> Excerpt:
The Philatelic Traders' Society Ltd. (PTS) is a trade association for stamp dealers and philatelic traders which was established in Britain in 1928 and continues to this day.

== Activities ==
The Society acts as a trade association on behalf of philatelic dealers, providing a Code of Conduct, an Arbitration Scheme, a trade directory, a special insurance scheme and similar services.

The Society has stated that it represents members who trade in philatelic material and who provide professional expertise only and that investment advice and encouraging philatelic investment is outside the scope of the Society.

Through its company PTS Stamp and Coin Exhibitions Ltd it organises the long-running British stamp exhibition Stampex International.

The majority of the Society's members are based in the United Kingdom but there are also a number of international philatelic dealers in the membership.

> Recorded information:
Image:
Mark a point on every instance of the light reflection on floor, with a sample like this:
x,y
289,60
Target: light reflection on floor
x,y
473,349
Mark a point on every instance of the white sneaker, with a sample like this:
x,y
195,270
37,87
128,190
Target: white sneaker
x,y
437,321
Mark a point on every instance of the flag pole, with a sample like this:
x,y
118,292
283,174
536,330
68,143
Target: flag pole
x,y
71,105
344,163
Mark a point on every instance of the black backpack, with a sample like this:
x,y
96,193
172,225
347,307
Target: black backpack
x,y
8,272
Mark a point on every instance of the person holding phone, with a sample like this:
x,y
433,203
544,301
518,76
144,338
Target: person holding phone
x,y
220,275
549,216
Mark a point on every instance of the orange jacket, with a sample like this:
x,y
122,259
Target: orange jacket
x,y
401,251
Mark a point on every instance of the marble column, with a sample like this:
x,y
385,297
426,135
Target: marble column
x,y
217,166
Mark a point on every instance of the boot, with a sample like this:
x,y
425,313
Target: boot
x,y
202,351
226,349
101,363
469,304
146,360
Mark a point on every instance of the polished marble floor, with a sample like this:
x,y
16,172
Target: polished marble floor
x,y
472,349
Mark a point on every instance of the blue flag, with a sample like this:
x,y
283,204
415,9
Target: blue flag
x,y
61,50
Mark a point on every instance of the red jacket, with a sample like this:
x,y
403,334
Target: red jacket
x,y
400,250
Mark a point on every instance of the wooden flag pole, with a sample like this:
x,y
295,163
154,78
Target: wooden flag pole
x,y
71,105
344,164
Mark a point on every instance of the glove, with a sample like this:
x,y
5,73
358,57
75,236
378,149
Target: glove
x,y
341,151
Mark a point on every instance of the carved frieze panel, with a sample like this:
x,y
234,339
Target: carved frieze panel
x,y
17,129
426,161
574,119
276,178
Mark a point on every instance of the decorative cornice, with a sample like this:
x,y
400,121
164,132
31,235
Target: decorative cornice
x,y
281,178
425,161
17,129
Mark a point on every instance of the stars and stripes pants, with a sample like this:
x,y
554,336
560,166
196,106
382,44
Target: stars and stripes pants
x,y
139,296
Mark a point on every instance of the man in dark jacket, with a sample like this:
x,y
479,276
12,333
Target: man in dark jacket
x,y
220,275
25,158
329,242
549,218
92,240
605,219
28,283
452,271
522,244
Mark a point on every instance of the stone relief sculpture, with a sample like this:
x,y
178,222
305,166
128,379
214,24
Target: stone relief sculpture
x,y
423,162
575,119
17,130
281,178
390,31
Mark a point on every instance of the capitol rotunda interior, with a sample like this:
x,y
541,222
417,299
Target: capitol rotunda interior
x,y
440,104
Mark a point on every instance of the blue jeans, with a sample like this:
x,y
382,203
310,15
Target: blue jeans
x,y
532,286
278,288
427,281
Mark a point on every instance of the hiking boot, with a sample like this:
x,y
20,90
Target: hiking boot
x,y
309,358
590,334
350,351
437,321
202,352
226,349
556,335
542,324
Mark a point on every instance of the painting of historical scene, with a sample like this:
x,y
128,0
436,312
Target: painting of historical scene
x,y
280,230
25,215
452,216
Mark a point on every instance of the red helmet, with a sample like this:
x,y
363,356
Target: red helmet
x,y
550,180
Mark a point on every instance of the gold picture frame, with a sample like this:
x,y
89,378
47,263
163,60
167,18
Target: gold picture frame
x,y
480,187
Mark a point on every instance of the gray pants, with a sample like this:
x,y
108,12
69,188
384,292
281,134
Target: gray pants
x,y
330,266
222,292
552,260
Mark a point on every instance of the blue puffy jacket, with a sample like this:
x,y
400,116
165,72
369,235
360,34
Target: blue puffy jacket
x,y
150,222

> Task list:
(a) Answer these questions about the Philatelic Traders' Society excerpt:
(i) In what year and in what country was the Society established?
(ii) Through which company does the Society organize Stampex International?
(iii) Where are most of the Society's members based?
(b) Write a continuation of the Philatelic Traders' Society excerpt, starting right after its last sentence.

> Answers to the tasks:
(a)
(i) 1928, in Britain.
(ii) PTS Stamp and Coin Exhibitions Ltd.
(iii) The United Kingdom.

(b)
== History ==
The society was formed in 1928 and was incorporated as The Philatelic Traders' Society Limited on 14 September 1946. The company is registered at Companies House in Cardiff as company number 419382.

The first Chairman was Albert H. Harris and the first Secretary was Vera Trinder. The current Chair is Simon Carson (2021-) and the current Managing Director is Suzanne Rae.

== People ==
The current, active PTS Council is available on the society website.

Names of the current PTS Directors can be found at Companies House.